_Work required_
Each line of the entries below that holds "Target" is needed, copied in full.

++++ Records for processing ++++

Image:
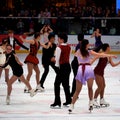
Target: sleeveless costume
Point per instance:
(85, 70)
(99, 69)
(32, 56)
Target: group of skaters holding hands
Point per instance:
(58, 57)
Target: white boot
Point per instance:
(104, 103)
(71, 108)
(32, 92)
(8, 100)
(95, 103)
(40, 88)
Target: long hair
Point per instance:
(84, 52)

++++
++++ Records for processing ++++

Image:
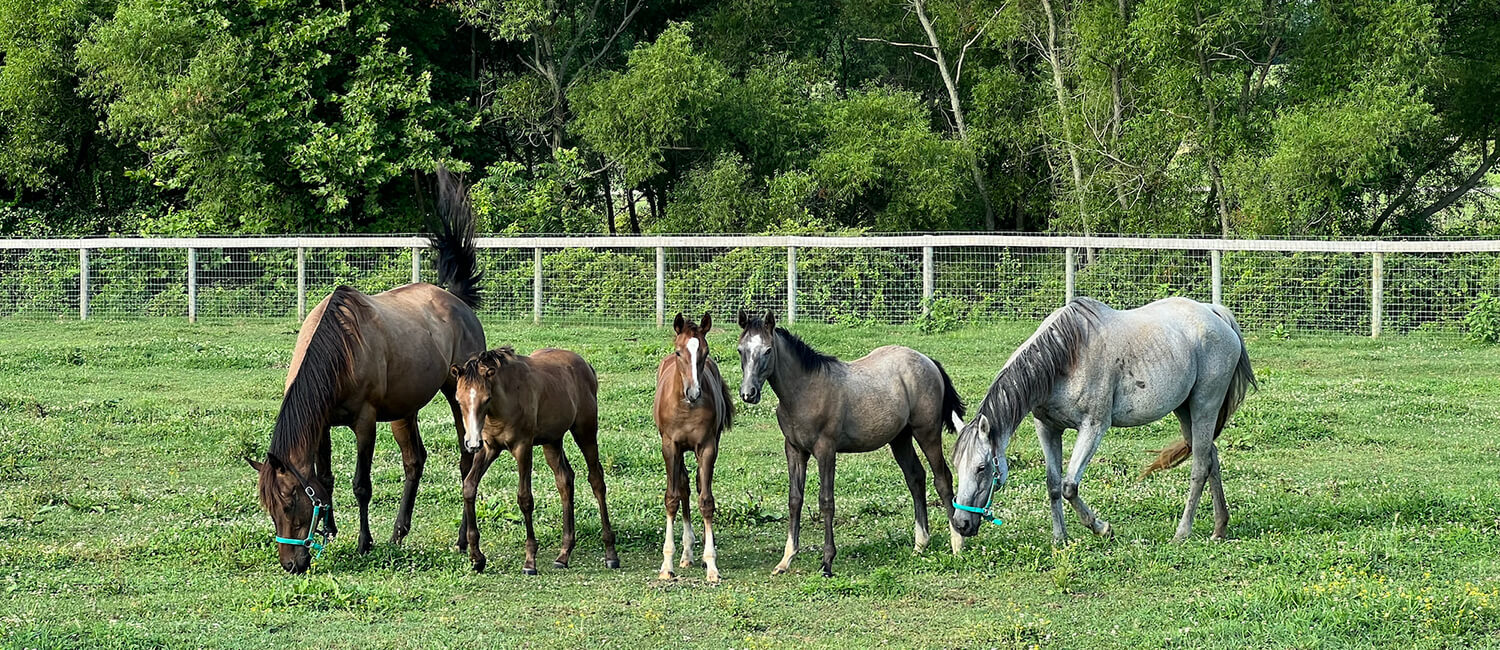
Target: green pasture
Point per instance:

++++

_Task response_
Target: sleeveless costume
Target: group of skaters holding hands
Target: white boot
Target: long hair
Target: green pasture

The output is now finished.